- _What this task involves_
Take the lines below beginning at the line that has "Within an <instance>" and stopping after the line that has "box: [373, 360, 475, 516]", and print them exactly as they are, with no other lines.

- _Supplied records_
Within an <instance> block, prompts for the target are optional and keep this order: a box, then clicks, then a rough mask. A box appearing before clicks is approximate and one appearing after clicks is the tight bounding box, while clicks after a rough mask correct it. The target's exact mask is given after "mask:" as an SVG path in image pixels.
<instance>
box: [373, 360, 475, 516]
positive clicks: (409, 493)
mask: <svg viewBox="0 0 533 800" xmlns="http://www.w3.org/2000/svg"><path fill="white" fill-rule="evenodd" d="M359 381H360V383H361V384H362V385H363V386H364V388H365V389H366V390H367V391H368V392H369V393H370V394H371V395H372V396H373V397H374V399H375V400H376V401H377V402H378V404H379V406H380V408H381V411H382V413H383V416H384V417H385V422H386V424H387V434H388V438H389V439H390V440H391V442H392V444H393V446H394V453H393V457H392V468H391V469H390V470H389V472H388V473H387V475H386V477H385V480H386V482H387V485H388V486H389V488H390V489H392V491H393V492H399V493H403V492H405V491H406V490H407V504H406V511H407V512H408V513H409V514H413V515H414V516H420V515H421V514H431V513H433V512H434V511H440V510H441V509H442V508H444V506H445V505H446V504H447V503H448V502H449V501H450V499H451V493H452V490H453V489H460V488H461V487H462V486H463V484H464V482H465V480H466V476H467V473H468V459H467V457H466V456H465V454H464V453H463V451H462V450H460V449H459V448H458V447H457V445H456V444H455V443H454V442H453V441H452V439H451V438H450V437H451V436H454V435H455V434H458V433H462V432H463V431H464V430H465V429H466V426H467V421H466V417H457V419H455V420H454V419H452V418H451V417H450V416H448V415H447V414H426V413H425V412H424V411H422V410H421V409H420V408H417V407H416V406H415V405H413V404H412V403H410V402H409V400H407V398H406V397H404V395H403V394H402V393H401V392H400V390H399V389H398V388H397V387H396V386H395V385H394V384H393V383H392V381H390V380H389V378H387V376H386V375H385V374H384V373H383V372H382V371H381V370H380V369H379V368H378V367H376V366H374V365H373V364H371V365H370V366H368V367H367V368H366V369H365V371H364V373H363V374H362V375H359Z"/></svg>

...

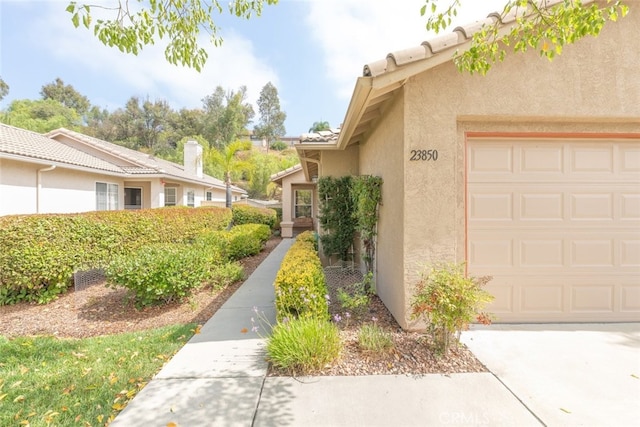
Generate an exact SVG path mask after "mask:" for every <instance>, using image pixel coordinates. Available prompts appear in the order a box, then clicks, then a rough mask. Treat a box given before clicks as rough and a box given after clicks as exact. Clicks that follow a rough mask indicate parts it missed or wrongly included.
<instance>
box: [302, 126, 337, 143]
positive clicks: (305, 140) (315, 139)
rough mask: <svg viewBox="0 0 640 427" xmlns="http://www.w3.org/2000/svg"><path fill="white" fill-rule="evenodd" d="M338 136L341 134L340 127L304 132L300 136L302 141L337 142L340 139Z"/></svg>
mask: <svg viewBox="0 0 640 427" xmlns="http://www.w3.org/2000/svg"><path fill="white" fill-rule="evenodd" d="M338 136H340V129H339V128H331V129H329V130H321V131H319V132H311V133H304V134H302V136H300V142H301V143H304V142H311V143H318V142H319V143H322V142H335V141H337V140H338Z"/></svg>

---

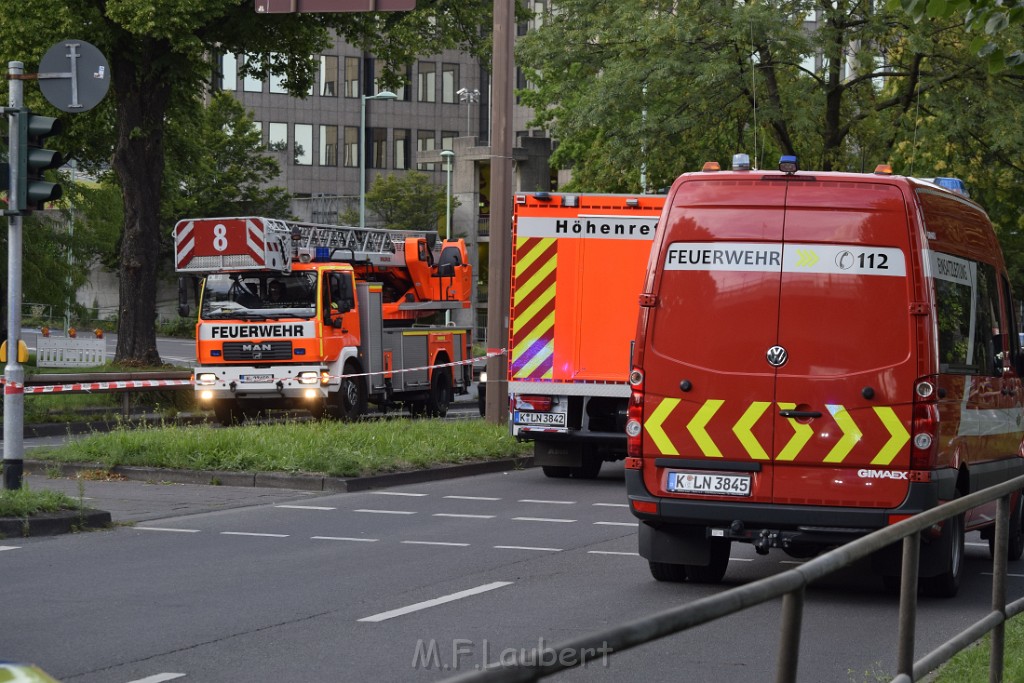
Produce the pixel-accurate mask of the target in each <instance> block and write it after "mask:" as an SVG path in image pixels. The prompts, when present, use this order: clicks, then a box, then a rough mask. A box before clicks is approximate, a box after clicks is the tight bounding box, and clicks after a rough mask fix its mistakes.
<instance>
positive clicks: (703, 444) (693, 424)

- _Response area_
Within an <instance> block, prompts for the target are optional and keep this order: a box, then clicks, then a rough mask. A box appearing before clicks is approximate and one appearing after clicks is the tight bounding box, while clicks after a rough mask correct it. The target's exact mask is given after "mask:" as an SVG path in image pixels.
<instance>
box: [373, 360, 475, 516]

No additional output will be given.